INPUT DATA —
-.-.-
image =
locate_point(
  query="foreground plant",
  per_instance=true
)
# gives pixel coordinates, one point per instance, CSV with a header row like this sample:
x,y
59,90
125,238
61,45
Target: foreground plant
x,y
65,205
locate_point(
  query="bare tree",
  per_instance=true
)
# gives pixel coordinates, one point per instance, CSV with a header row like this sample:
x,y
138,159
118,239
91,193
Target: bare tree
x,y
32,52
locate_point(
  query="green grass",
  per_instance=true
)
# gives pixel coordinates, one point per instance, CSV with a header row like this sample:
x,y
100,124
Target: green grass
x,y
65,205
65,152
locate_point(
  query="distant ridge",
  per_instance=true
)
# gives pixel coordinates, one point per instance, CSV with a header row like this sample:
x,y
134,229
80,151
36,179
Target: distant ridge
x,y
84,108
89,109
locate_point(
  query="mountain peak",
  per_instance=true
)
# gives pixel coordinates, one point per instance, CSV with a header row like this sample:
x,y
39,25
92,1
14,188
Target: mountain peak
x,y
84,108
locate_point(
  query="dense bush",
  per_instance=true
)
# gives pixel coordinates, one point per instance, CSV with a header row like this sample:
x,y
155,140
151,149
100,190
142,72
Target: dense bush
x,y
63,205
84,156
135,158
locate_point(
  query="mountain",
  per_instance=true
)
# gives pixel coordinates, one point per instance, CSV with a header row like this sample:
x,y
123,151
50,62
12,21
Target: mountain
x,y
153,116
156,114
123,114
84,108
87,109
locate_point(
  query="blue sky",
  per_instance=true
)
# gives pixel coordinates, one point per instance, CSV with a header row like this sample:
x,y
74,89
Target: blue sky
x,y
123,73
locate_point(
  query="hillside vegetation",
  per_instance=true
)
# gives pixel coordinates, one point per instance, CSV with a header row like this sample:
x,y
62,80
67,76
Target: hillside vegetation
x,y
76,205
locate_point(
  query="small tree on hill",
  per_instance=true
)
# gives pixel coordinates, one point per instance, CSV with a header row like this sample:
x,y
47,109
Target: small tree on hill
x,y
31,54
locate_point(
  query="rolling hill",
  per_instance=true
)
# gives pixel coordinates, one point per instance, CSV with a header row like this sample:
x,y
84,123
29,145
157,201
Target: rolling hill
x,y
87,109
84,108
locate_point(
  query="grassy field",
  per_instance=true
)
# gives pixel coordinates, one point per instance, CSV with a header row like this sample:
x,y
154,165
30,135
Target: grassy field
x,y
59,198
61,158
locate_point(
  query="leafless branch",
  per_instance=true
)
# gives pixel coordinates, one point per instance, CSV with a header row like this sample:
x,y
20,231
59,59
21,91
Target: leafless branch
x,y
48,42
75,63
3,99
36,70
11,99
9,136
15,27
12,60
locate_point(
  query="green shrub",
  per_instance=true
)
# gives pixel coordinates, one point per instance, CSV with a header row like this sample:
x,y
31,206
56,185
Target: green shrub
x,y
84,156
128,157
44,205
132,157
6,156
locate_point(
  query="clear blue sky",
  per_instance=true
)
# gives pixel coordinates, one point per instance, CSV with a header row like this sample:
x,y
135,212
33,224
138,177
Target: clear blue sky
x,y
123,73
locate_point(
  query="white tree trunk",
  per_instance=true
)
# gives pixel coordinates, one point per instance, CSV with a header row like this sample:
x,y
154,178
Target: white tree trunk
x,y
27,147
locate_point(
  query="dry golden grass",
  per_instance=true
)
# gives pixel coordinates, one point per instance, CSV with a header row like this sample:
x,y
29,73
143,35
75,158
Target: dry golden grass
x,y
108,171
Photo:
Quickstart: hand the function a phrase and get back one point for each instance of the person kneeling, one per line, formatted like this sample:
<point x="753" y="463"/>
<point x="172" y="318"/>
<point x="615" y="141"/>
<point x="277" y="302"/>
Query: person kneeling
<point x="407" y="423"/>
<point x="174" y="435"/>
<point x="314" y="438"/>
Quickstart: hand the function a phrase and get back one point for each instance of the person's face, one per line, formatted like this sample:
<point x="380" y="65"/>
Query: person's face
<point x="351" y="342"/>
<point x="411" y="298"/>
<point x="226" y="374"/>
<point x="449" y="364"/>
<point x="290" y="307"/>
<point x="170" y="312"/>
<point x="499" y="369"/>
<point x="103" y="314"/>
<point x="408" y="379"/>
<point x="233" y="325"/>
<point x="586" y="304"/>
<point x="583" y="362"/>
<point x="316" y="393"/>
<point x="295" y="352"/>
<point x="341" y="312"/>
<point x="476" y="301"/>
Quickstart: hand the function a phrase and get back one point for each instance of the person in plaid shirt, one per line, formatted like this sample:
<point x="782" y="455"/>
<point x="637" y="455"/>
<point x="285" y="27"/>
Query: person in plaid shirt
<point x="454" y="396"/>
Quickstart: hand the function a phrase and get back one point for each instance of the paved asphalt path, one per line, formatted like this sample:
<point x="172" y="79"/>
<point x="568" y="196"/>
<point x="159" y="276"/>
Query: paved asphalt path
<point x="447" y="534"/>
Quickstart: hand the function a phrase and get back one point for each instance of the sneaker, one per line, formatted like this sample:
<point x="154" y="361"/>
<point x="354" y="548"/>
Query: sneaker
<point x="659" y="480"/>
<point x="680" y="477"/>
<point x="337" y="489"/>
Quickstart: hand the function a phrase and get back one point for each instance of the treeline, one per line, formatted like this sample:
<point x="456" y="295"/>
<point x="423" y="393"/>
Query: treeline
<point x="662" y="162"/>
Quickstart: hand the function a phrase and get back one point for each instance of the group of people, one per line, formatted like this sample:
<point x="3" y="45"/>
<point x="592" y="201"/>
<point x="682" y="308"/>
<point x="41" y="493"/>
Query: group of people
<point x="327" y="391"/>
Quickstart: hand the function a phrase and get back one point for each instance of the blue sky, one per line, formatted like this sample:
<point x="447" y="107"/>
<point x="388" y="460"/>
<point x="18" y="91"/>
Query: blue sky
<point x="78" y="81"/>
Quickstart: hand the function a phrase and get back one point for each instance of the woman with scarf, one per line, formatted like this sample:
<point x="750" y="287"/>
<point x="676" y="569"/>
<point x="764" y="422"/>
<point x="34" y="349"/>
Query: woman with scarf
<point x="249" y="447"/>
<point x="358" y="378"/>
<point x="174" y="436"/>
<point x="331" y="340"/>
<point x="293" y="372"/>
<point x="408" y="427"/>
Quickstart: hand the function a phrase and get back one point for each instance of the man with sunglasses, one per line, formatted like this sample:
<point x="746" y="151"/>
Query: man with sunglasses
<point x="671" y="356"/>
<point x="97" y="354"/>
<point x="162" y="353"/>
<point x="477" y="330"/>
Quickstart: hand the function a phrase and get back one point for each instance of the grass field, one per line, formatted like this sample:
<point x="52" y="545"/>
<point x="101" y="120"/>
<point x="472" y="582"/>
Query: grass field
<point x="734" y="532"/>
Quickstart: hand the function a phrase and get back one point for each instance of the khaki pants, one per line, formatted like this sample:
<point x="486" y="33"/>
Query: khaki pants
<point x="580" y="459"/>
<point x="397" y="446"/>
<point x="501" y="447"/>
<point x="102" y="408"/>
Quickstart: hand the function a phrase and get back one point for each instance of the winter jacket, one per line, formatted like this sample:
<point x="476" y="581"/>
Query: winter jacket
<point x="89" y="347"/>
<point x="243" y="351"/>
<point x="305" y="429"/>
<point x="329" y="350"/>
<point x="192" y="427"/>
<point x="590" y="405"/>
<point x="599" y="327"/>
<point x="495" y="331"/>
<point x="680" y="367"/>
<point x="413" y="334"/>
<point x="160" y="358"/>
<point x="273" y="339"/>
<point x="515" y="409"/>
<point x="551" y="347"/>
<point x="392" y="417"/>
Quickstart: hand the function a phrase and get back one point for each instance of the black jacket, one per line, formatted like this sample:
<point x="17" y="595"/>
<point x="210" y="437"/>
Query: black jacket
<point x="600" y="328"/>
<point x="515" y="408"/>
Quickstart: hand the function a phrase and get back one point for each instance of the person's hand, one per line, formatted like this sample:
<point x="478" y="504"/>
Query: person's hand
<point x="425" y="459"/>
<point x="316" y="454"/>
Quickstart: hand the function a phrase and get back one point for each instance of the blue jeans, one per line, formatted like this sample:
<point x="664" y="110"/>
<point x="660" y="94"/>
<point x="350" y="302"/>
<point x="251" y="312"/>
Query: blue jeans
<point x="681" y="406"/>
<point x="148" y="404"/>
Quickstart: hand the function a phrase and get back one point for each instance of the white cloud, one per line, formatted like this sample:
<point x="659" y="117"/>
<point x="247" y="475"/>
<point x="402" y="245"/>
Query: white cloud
-.-.-
INSTRUCTIONS TO FOLLOW — Count the lines in the listing that hold the word "cloud", then give the number and nothing else.

EXPECTED ANSWER — 2